In the material below, transcribe the lines verbatim, starting at the line that contains "job: trace the outline of every instance of the <item>denim" and stopping after the line that contains "[[[256,13],[256,0],[223,0],[223,10],[226,18],[241,11]]]".

(Labeled area outline entries)
* * * * * * *
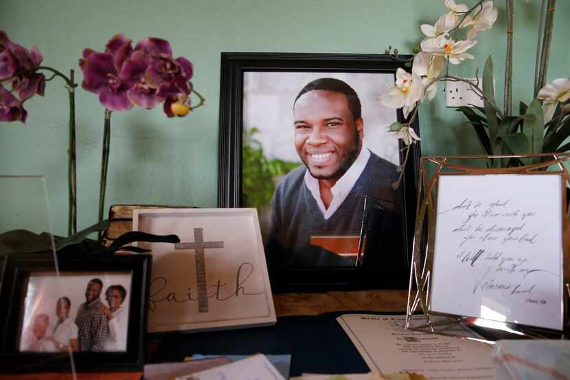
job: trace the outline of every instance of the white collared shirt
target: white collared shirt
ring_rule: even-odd
[[[364,168],[366,164],[368,163],[368,159],[370,158],[370,151],[367,148],[363,147],[361,149],[361,153],[352,165],[348,168],[343,176],[337,181],[334,186],[330,188],[330,191],[332,192],[332,201],[330,202],[328,208],[325,208],[325,204],[321,199],[321,190],[319,187],[319,180],[310,175],[308,169],[305,170],[305,184],[307,188],[309,189],[312,197],[317,201],[317,205],[319,206],[319,210],[323,214],[325,220],[328,220],[330,216],[334,214],[339,208],[343,204],[343,202],[346,199],[346,196],[354,187],[354,183],[356,183],[358,177],[364,171]]]

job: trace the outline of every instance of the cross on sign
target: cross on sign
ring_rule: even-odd
[[[203,230],[194,229],[194,240],[191,243],[177,243],[174,249],[194,249],[196,252],[196,276],[198,282],[198,311],[208,312],[207,284],[206,284],[206,248],[223,248],[223,241],[204,241]]]

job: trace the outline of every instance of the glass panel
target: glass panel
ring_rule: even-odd
[[[14,284],[2,292],[12,306],[1,352],[14,358],[6,368],[10,372],[47,372],[45,366],[55,363],[51,371],[73,368],[77,337],[71,332],[61,338],[62,326],[75,324],[62,297],[65,284],[60,278],[48,210],[43,177],[0,176],[0,282]],[[19,260],[25,256],[29,260]],[[47,276],[47,286],[40,286],[38,273]],[[50,296],[44,296],[48,290]]]

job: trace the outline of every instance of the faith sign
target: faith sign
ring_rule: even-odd
[[[135,210],[133,221],[181,241],[139,243],[152,255],[149,333],[275,323],[255,209]]]

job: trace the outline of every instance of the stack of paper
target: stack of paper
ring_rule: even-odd
[[[405,330],[405,315],[345,314],[337,320],[375,372],[405,371],[430,380],[494,379],[490,346]]]
[[[290,355],[286,356],[290,359]],[[267,357],[262,354],[232,361],[227,357],[193,359],[183,363],[149,364],[144,366],[145,380],[285,380]],[[284,359],[282,357],[282,359]],[[284,366],[283,365],[282,367]],[[288,375],[288,366],[287,373]]]

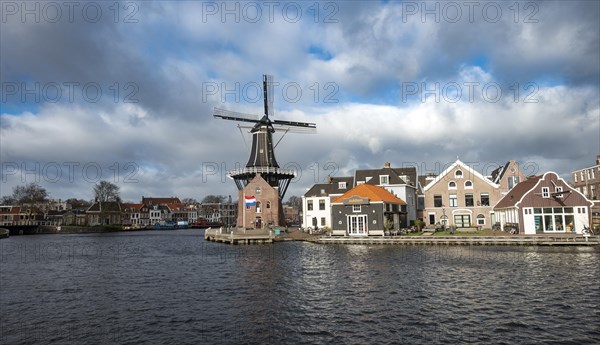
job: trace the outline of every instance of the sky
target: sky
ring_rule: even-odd
[[[387,161],[568,178],[600,154],[598,1],[0,6],[0,195],[236,200],[250,137],[213,111],[262,114],[263,74],[275,119],[317,125],[276,147],[286,199]]]

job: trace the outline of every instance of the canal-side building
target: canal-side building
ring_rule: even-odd
[[[517,223],[519,233],[581,233],[590,225],[592,202],[555,172],[517,184],[494,207],[502,228]]]
[[[499,186],[501,195],[506,195],[519,182],[525,181],[525,174],[523,174],[517,162],[510,160],[492,171],[491,181]]]
[[[600,230],[600,155],[595,165],[571,173],[571,185],[594,203],[591,226]]]
[[[271,186],[257,173],[239,191],[238,224],[245,229],[262,229],[285,224],[279,188]]]
[[[383,187],[360,184],[332,200],[332,235],[383,236],[406,223],[405,205]]]
[[[385,162],[383,168],[356,170],[356,185],[368,184],[385,188],[388,192],[406,202],[403,208],[406,218],[401,226],[406,228],[417,219],[417,168],[393,168]]]
[[[327,176],[326,183],[317,183],[302,196],[302,227],[331,229],[331,200],[352,189],[354,178]]]
[[[425,224],[491,228],[500,185],[456,160],[423,188]]]

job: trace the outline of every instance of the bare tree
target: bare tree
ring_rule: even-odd
[[[35,182],[13,188],[12,201],[17,204],[33,204],[48,200],[48,192]],[[8,201],[8,200],[7,200]]]
[[[202,199],[203,204],[224,204],[227,197],[225,195],[207,195]]]
[[[296,207],[297,209],[302,208],[302,198],[299,196],[292,195],[288,199],[287,204],[292,207]]]
[[[121,202],[119,196],[119,186],[108,181],[100,181],[94,186],[94,197],[96,201],[117,201]]]

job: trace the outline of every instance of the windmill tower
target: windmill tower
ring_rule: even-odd
[[[314,123],[273,120],[273,78],[263,75],[264,115],[232,112],[215,108],[214,117],[223,120],[254,123],[248,128],[252,135],[252,146],[248,163],[241,169],[229,171],[239,191],[238,227],[262,228],[267,225],[285,225],[282,200],[296,176],[293,170],[282,169],[275,159],[275,147],[288,132],[310,132],[317,127]],[[273,133],[283,131],[274,143]]]

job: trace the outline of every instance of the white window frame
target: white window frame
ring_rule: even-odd
[[[542,198],[548,199],[550,197],[550,188],[542,187]]]
[[[454,201],[454,203],[452,201]],[[456,195],[456,194],[448,195],[448,206],[449,207],[458,207],[458,195]]]
[[[558,193],[558,192],[562,192],[562,186],[556,186],[556,187],[554,188],[554,193]],[[557,197],[557,198],[562,198],[562,197],[563,197],[563,195],[562,195],[562,193],[561,193],[561,194],[556,194],[556,197]]]

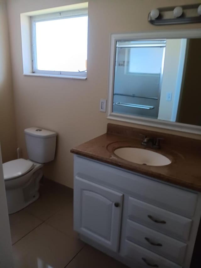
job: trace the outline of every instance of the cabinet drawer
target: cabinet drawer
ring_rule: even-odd
[[[133,263],[133,267],[182,268],[182,266],[128,240],[126,240],[123,257]],[[138,265],[138,266],[137,266]]]
[[[192,220],[155,207],[130,197],[128,217],[168,235],[188,240]],[[154,221],[165,223],[160,223]]]
[[[187,245],[128,220],[126,238],[179,264],[183,262]]]
[[[191,218],[194,214],[196,194],[100,163],[79,157],[75,159],[75,175],[115,185],[117,189],[138,199],[185,217]]]

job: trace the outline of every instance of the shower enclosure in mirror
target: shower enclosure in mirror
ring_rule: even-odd
[[[114,35],[108,118],[201,133],[201,30]]]

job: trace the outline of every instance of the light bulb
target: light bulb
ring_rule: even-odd
[[[153,9],[150,12],[150,16],[152,19],[155,19],[159,15],[159,11],[158,9]]]
[[[183,9],[181,7],[177,7],[173,10],[173,15],[175,18],[179,18],[182,13]]]
[[[200,5],[198,8],[198,13],[199,15],[201,15],[201,5]]]

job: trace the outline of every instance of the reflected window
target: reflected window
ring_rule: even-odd
[[[166,42],[117,42],[113,112],[158,118]]]

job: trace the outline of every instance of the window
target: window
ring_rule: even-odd
[[[57,12],[31,18],[33,72],[86,77],[87,10]]]

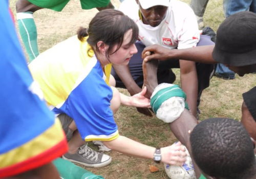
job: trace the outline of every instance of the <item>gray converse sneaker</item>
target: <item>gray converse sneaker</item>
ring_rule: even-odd
[[[110,164],[111,157],[93,150],[84,144],[74,154],[67,153],[63,159],[88,167],[101,167]]]

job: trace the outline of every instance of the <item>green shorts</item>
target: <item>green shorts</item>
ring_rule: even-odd
[[[61,11],[70,0],[28,0],[32,4],[41,8]],[[92,9],[107,6],[110,0],[80,0],[82,9]]]

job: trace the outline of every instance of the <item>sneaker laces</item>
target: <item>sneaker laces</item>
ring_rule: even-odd
[[[93,156],[91,160],[92,161],[94,159],[95,159],[95,161],[98,162],[98,158],[99,155],[99,153],[96,151],[93,150],[91,148],[87,146],[88,144],[82,145],[80,147],[80,150],[79,153],[80,154],[82,154],[83,156],[87,156],[87,159],[89,159],[90,158]],[[94,156],[93,155],[95,154]]]

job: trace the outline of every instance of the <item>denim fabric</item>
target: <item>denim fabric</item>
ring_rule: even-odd
[[[256,13],[256,0],[223,0],[223,10],[226,18],[241,11]]]

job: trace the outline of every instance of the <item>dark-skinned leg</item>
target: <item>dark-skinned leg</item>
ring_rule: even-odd
[[[147,88],[146,97],[150,98],[156,87],[158,85],[157,83],[157,68],[158,61],[152,60],[147,62],[143,62],[142,66],[144,75],[144,86]],[[192,131],[197,125],[198,121],[192,115],[191,113],[185,109],[181,113],[179,118],[169,123],[170,128],[176,138],[185,145],[189,153],[191,153],[191,147],[189,142],[190,136],[188,131]],[[193,159],[193,156],[191,156]],[[194,160],[193,159],[193,162]],[[199,178],[201,172],[199,168],[194,162],[196,175]]]
[[[18,0],[16,4],[19,34],[31,62],[39,55],[37,32],[33,13],[43,9],[27,0]]]
[[[244,102],[242,105],[242,119],[241,122],[246,128],[250,136],[254,140],[256,140],[256,122],[251,116]]]
[[[41,167],[21,173],[6,179],[59,179],[59,174],[57,169],[50,163]]]

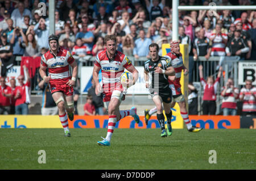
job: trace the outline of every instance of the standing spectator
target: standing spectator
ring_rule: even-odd
[[[251,28],[251,23],[248,21],[248,14],[246,12],[242,13],[241,18],[236,19],[234,22],[234,24],[236,24],[238,22],[242,23],[242,29],[244,31],[248,31]]]
[[[25,51],[22,43],[26,39],[22,29],[18,27],[16,27],[13,35],[10,36],[10,43],[13,45],[13,54],[22,56]]]
[[[91,31],[87,31],[87,24],[82,23],[82,32],[78,32],[76,36],[76,39],[82,39],[84,45],[89,47],[90,51],[92,50],[93,45],[93,39],[94,36]]]
[[[43,47],[47,49],[49,48],[49,44],[48,42],[49,31],[46,28],[45,19],[41,18],[38,23],[35,26],[34,30],[35,31],[35,34],[38,36],[36,41],[39,50],[40,50]]]
[[[52,96],[49,84],[42,80],[38,84],[43,91],[41,113],[42,115],[57,115],[58,108]]]
[[[210,40],[212,42],[212,56],[225,56],[225,47],[228,43],[228,36],[226,34],[221,32],[221,25],[216,24],[215,28],[216,32],[212,33],[210,37]]]
[[[256,19],[253,20],[253,28],[248,31],[251,39],[251,49],[250,60],[256,60]]]
[[[141,30],[139,33],[139,38],[136,40],[134,43],[134,48],[133,49],[133,55],[134,58],[138,59],[140,57],[148,56],[148,46],[152,43],[150,39],[145,37],[145,32],[143,30]]]
[[[123,53],[127,56],[132,56],[134,48],[134,42],[130,34],[126,35],[123,38],[122,44],[123,45]]]
[[[251,80],[245,80],[245,87],[240,91],[240,99],[243,102],[242,116],[256,116],[256,87]]]
[[[0,115],[9,115],[11,110],[11,89],[5,84],[5,77],[0,78]]]
[[[239,96],[239,90],[234,87],[234,80],[229,78],[226,83],[226,86],[222,88],[221,95],[223,96],[221,108],[223,115],[237,115],[237,101]]]
[[[84,115],[88,116],[94,116],[96,115],[95,106],[93,104],[92,96],[88,95],[86,97],[86,103],[84,106]]]
[[[1,73],[2,77],[6,76],[9,69],[15,65],[15,56],[13,54],[13,46],[7,41],[6,33],[2,33],[0,43],[0,62],[1,62]]]
[[[203,98],[203,114],[204,115],[214,115],[216,111],[216,94],[217,88],[220,83],[220,77],[222,73],[222,67],[219,68],[217,78],[214,79],[212,76],[207,78],[207,81],[204,79],[203,66],[200,65],[199,76],[200,82],[204,88],[204,96]]]
[[[197,90],[191,83],[189,83],[188,86],[189,93],[188,96],[188,114],[189,115],[198,115]]]
[[[10,84],[11,85],[11,110],[10,111],[10,114],[15,115],[15,102],[14,99],[15,92],[16,88],[16,80],[12,78],[10,80]]]
[[[163,9],[165,6],[165,0],[162,0],[159,3],[159,0],[145,0],[147,11],[149,12],[150,19],[152,22],[157,17],[163,16]]]
[[[22,2],[19,2],[18,8],[13,11],[11,15],[11,18],[13,20],[14,26],[23,28],[24,27],[23,19],[26,15],[29,16],[30,19],[32,18],[30,11],[25,9]]]
[[[131,9],[128,6],[127,0],[119,0],[119,5],[115,7],[115,9],[118,11],[118,15],[119,16],[122,16],[123,12],[127,11],[128,12],[128,15],[131,18]]]
[[[24,83],[24,77],[20,75],[18,80],[20,85],[15,88],[14,99],[15,99],[15,114],[27,115],[28,113],[28,104],[30,104],[30,77],[26,65],[23,65],[27,82]]]
[[[236,30],[234,37],[232,39],[226,47],[226,53],[228,56],[240,56],[240,60],[245,60],[246,53],[249,51],[246,42],[241,37],[241,31]]]
[[[95,93],[95,82],[92,79],[92,87],[88,90],[88,95],[92,98],[93,104],[95,106],[96,113],[99,115],[104,115],[106,111],[103,104],[103,94],[98,96]]]

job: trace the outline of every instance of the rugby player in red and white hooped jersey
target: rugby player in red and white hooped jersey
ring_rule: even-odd
[[[93,80],[96,83],[95,92],[99,95],[103,91],[105,108],[108,110],[109,122],[108,133],[105,138],[98,141],[99,145],[110,146],[110,140],[117,121],[127,116],[132,116],[136,123],[139,123],[139,117],[137,115],[137,108],[130,110],[121,110],[119,106],[123,100],[123,85],[120,82],[120,76],[125,68],[133,74],[133,79],[129,79],[123,83],[123,86],[134,85],[138,78],[138,70],[133,65],[129,58],[122,52],[117,50],[116,38],[114,35],[107,35],[104,38],[104,45],[106,49],[96,56],[96,60],[93,71]],[[99,83],[98,73],[101,69],[102,86]]]
[[[77,65],[69,52],[59,48],[57,36],[50,35],[48,41],[50,50],[42,56],[40,75],[44,82],[49,83],[52,98],[59,109],[59,116],[65,136],[70,137],[68,116],[70,120],[73,120],[73,86],[77,74]],[[73,70],[72,74],[69,71],[69,65]],[[48,76],[46,73],[47,68],[49,71]]]
[[[182,70],[184,70],[185,75],[187,75],[188,71],[183,64],[182,54],[180,52],[180,47],[178,41],[171,40],[170,47],[171,52],[167,53],[164,57],[171,60],[172,66],[175,71],[175,76],[168,77],[169,87],[172,90],[173,98],[171,107],[174,107],[177,102],[180,107],[180,114],[187,125],[188,131],[192,132],[197,132],[200,131],[202,128],[197,128],[192,125],[189,120],[186,103],[184,95],[181,92],[181,85],[180,83]],[[144,112],[145,114],[145,122],[147,123],[150,116],[156,112],[156,108],[155,107],[150,110],[147,109]]]

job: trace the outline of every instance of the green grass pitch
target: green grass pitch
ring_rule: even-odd
[[[0,169],[255,169],[256,130],[115,129],[112,145],[100,146],[106,129],[1,129]],[[46,163],[39,163],[38,151]],[[217,163],[209,163],[210,150]]]

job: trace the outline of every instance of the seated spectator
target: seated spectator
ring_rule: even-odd
[[[69,41],[72,43],[71,46],[73,47],[75,45],[75,42],[76,41],[76,37],[72,33],[71,31],[71,27],[69,24],[66,23],[64,26],[64,33],[61,34],[59,39],[59,43],[60,46],[62,46],[63,44],[63,40],[65,39],[68,39]]]
[[[189,115],[198,115],[197,90],[192,83],[189,83],[188,86],[188,114]]]
[[[214,115],[216,111],[216,94],[217,88],[220,83],[220,77],[222,73],[222,67],[219,68],[218,75],[214,81],[212,76],[207,78],[207,81],[204,79],[203,66],[200,65],[199,77],[200,82],[204,89],[204,96],[203,97],[203,114],[204,115]]]
[[[122,44],[123,45],[123,53],[128,56],[132,56],[134,42],[130,34],[126,35],[123,38]]]
[[[0,43],[0,62],[2,77],[6,76],[8,69],[15,64],[15,56],[13,54],[13,45],[7,41],[7,35],[2,33]]]
[[[239,98],[243,102],[242,116],[256,116],[256,87],[253,86],[251,80],[245,80]]]
[[[163,9],[165,6],[165,1],[153,0],[150,2],[149,0],[145,0],[147,11],[149,12],[150,19],[152,22],[158,16],[163,16]]]
[[[42,80],[38,84],[43,91],[41,113],[42,115],[57,115],[58,108],[52,96],[49,84]]]
[[[26,65],[23,65],[27,81],[24,83],[24,76],[20,75],[18,80],[20,85],[15,90],[15,114],[26,115],[28,113],[28,104],[30,104],[30,77]]]
[[[210,40],[212,42],[212,56],[225,56],[226,44],[228,43],[228,36],[226,34],[221,32],[221,25],[216,24],[216,32],[212,33]]]
[[[14,26],[23,28],[24,27],[23,18],[26,15],[32,18],[31,12],[27,9],[25,9],[24,4],[20,1],[18,3],[18,8],[15,9],[11,13],[11,18],[14,22]]]
[[[26,39],[22,28],[16,27],[13,31],[13,35],[10,36],[10,43],[13,45],[13,54],[15,56],[22,56],[25,51],[22,43]]]
[[[241,31],[236,30],[234,37],[228,43],[226,47],[227,56],[240,56],[240,60],[245,60],[246,53],[249,51],[247,43],[241,37]]]
[[[229,78],[226,83],[226,86],[222,89],[221,95],[223,96],[221,108],[223,115],[237,115],[237,99],[239,97],[239,90],[234,87],[234,80]]]
[[[91,31],[87,31],[87,24],[84,23],[82,24],[82,32],[77,33],[76,39],[81,39],[84,45],[89,47],[90,50],[92,50],[94,36]]]
[[[131,18],[132,11],[131,9],[128,6],[128,2],[127,0],[119,0],[119,5],[115,7],[115,9],[118,11],[119,16],[122,16],[123,12],[127,12],[128,15]]]
[[[49,30],[46,27],[45,19],[41,18],[38,23],[35,26],[34,30],[38,36],[36,41],[39,50],[40,50],[43,47],[49,48],[49,43],[48,41]]]
[[[125,33],[129,34],[131,32],[130,30],[130,25],[131,24],[131,21],[130,20],[129,14],[127,11],[124,11],[122,14],[122,19],[117,20],[117,22],[120,24],[120,29],[125,32]]]
[[[145,32],[141,30],[139,33],[139,37],[134,42],[133,55],[134,58],[138,59],[140,57],[149,57],[148,46],[151,44],[150,39],[145,37]]]
[[[84,104],[84,111],[85,116],[94,116],[96,115],[95,106],[93,104],[91,95],[88,95],[86,97],[86,103]]]
[[[36,57],[38,53],[38,49],[36,44],[36,40],[33,34],[30,33],[26,35],[26,38],[24,39],[22,46],[25,47],[24,51],[24,57]]]
[[[244,12],[242,13],[241,18],[237,18],[235,20],[234,24],[236,24],[238,22],[241,22],[242,24],[242,30],[244,31],[248,31],[251,28],[252,25],[250,22],[248,21],[248,14]]]
[[[0,115],[9,115],[11,111],[11,89],[6,85],[5,78],[0,78]]]
[[[96,43],[93,47],[92,54],[93,56],[96,56],[98,53],[104,51],[105,49],[106,48],[104,46],[104,38],[101,36],[98,36],[97,39]]]

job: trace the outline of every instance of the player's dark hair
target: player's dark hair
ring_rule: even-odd
[[[104,44],[106,45],[106,43],[108,41],[113,40],[114,42],[117,43],[117,39],[115,38],[115,36],[111,35],[106,35],[104,38]]]
[[[158,44],[155,43],[151,43],[149,46],[148,46],[148,49],[150,50],[150,47],[156,47],[156,50],[159,50],[159,46],[158,46]]]

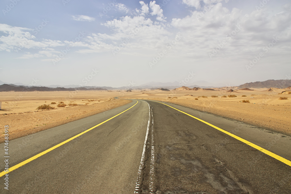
* * * * * * *
REPLY »
job: trace the outline of every instance of the <item>denim fabric</item>
target: <item>denim fabric</item>
ring_rule: even-odd
[[[256,13],[256,0],[223,0],[223,10],[226,18],[241,11]]]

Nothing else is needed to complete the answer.